===== DATASET EXTRACT

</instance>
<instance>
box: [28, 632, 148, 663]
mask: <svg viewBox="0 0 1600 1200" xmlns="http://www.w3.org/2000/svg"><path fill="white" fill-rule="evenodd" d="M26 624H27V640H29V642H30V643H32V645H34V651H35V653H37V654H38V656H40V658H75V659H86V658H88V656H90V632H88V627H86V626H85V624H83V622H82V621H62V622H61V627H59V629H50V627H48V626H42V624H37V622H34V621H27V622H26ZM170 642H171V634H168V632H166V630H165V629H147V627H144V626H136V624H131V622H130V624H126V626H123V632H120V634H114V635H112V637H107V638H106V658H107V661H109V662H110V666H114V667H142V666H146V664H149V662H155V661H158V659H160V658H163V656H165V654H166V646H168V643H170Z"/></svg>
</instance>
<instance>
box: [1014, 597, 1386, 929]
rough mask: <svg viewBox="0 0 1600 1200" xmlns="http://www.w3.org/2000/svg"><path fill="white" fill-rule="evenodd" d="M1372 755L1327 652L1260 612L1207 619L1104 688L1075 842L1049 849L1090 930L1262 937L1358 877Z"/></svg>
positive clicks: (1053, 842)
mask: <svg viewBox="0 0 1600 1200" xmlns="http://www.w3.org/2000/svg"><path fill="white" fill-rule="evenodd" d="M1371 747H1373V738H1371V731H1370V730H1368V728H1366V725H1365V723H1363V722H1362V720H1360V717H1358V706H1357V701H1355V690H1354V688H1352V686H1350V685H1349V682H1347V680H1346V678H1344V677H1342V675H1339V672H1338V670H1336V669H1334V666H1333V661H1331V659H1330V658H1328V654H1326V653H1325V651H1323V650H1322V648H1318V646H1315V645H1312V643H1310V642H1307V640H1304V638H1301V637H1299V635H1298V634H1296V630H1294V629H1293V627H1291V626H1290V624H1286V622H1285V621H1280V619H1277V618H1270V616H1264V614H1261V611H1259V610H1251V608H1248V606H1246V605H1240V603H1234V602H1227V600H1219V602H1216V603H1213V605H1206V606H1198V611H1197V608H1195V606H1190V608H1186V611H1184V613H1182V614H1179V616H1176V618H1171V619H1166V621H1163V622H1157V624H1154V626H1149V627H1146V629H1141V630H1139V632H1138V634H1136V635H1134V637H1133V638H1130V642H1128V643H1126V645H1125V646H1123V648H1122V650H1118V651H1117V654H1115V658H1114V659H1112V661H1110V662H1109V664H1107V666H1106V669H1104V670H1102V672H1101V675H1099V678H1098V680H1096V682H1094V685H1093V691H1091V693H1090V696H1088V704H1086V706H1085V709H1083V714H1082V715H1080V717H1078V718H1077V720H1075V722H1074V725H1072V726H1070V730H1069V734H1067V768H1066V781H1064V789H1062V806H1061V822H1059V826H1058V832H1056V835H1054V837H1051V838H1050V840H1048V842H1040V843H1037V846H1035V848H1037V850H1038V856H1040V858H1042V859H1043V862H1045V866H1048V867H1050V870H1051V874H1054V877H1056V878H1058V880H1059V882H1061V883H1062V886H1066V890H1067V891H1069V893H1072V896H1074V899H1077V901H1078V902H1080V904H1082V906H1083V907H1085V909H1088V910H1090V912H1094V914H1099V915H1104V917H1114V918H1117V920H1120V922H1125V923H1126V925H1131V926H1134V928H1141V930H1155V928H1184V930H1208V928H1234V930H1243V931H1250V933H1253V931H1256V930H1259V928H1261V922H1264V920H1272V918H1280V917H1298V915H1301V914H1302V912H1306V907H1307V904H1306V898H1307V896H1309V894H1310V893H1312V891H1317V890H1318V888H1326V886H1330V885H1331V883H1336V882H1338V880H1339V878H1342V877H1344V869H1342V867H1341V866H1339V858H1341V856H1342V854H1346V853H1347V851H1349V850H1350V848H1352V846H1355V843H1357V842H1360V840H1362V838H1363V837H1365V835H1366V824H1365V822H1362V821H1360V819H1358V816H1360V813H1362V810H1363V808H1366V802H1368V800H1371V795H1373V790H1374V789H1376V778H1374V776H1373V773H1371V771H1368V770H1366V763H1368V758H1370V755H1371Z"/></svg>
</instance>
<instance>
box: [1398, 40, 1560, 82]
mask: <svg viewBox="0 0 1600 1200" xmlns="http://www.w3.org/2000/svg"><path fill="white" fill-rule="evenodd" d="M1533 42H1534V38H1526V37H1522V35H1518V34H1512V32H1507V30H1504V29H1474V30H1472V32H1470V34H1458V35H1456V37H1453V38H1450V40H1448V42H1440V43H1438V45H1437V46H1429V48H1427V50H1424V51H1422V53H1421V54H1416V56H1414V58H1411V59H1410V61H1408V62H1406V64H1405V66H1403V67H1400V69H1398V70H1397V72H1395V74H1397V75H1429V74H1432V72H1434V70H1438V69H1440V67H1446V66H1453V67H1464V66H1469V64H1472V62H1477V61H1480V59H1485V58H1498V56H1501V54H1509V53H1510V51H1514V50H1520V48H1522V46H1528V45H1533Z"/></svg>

==========

• _PROBLEM DETAILS_: Please swap "positive clicks" for "foreground clicks" throughout the records and write them out again, leaving everything else as it is.

• _REPLY_:
</instance>
<instance>
box: [28, 632, 148, 663]
mask: <svg viewBox="0 0 1600 1200" xmlns="http://www.w3.org/2000/svg"><path fill="white" fill-rule="evenodd" d="M26 624H27V640H29V642H30V643H32V645H34V651H35V653H37V654H38V656H40V658H75V659H86V658H88V656H90V632H88V627H86V626H85V624H83V622H82V621H62V622H61V627H59V629H50V627H48V626H42V624H37V622H34V621H27V622H26ZM170 642H171V634H168V632H166V630H165V629H147V627H144V626H136V624H131V622H130V624H126V626H123V632H120V634H114V635H112V637H107V638H106V658H107V661H109V662H110V666H114V667H142V666H146V664H149V662H155V661H158V659H160V658H163V656H165V654H166V646H168V643H170Z"/></svg>
</instance>
<instance>
box: [1014, 597, 1386, 929]
rough mask: <svg viewBox="0 0 1600 1200" xmlns="http://www.w3.org/2000/svg"><path fill="white" fill-rule="evenodd" d="M1372 755L1327 652L1260 612L1207 619L1104 688L1075 842L1049 849L1090 930L1262 937L1358 877Z"/></svg>
foreground clicks: (1053, 842)
mask: <svg viewBox="0 0 1600 1200" xmlns="http://www.w3.org/2000/svg"><path fill="white" fill-rule="evenodd" d="M1371 747H1373V738H1371V731H1370V730H1368V728H1366V725H1365V723H1363V722H1362V720H1360V717H1358V706H1357V701H1355V690H1354V688H1352V686H1350V685H1349V682H1347V680H1346V678H1344V677H1342V675H1339V672H1338V670H1336V669H1334V666H1333V661H1331V659H1330V658H1328V654H1326V653H1325V651H1323V650H1322V648H1318V646H1315V645H1312V643H1310V642H1307V640H1304V638H1301V637H1299V635H1298V634H1296V630H1294V629H1293V627H1291V626H1290V624H1286V622H1285V621H1280V619H1277V618H1270V616H1264V614H1261V611H1259V610H1251V608H1248V606H1246V605H1240V603H1234V602H1227V600H1219V602H1216V603H1213V605H1206V606H1198V611H1197V608H1195V606H1190V608H1186V611H1184V613H1182V614H1179V616H1176V618H1171V619H1166V621H1163V622H1157V624H1154V626H1149V627H1146V629H1141V630H1139V632H1138V634H1136V635H1134V637H1133V638H1130V642H1128V643H1126V645H1125V646H1123V648H1122V650H1118V651H1117V654H1115V658H1114V659H1112V661H1110V662H1109V664H1107V666H1106V669H1104V670H1102V672H1101V675H1099V678H1098V680H1096V682H1094V685H1093V691H1091V693H1090V696H1088V704H1086V706H1085V709H1083V714H1082V715H1080V717H1078V718H1077V720H1075V722H1074V725H1072V726H1070V730H1069V734H1067V768H1066V781H1064V789H1062V806H1061V822H1059V826H1058V832H1056V835H1054V837H1051V838H1050V840H1048V842H1040V843H1037V846H1035V848H1037V850H1038V856H1040V858H1042V859H1043V862H1045V866H1048V867H1050V870H1051V874H1054V877H1056V878H1058V880H1059V882H1061V883H1062V886H1066V890H1067V891H1069V893H1072V896H1074V899H1077V901H1078V902H1080V904H1082V906H1083V907H1085V909H1088V910H1090V912H1094V914H1099V915H1104V917H1114V918H1117V920H1120V922H1125V923H1126V925H1131V926H1134V928H1141V930H1155V928H1184V930H1208V928H1234V930H1243V931H1250V933H1253V931H1256V930H1259V928H1261V922H1264V920H1272V918H1280V917H1298V915H1301V914H1302V912H1306V907H1307V904H1306V898H1307V896H1309V894H1310V893H1312V891H1317V890H1318V888H1326V886H1330V885H1331V883H1336V882H1338V880H1339V878H1342V877H1344V869H1342V867H1341V866H1339V858H1341V856H1342V854H1346V853H1347V851H1349V850H1350V848H1352V846H1355V843H1357V842H1360V840H1362V838H1363V837H1365V835H1366V824H1365V822H1362V821H1360V819H1358V816H1360V813H1362V810H1363V808H1366V802H1368V800H1371V795H1373V790H1374V789H1376V778H1374V776H1373V773H1371V771H1368V770H1366V763H1368V758H1370V755H1371Z"/></svg>
</instance>
<instance>
box: [1398, 40, 1560, 82]
mask: <svg viewBox="0 0 1600 1200" xmlns="http://www.w3.org/2000/svg"><path fill="white" fill-rule="evenodd" d="M1533 42H1534V38H1526V37H1522V35H1518V34H1512V32H1507V30H1504V29H1474V30H1472V32H1470V34H1458V35H1456V37H1453V38H1450V40H1448V42H1440V43H1438V45H1437V46H1429V48H1427V50H1424V51H1422V53H1421V54H1416V56H1414V58H1411V59H1410V61H1408V62H1406V64H1405V66H1403V67H1400V69H1398V70H1397V72H1395V74H1397V75H1429V74H1432V72H1434V70H1438V69H1440V67H1446V66H1453V67H1464V66H1469V64H1472V62H1477V61H1480V59H1485V58H1498V56H1501V54H1509V53H1510V51H1514V50H1520V48H1522V46H1528V45H1533Z"/></svg>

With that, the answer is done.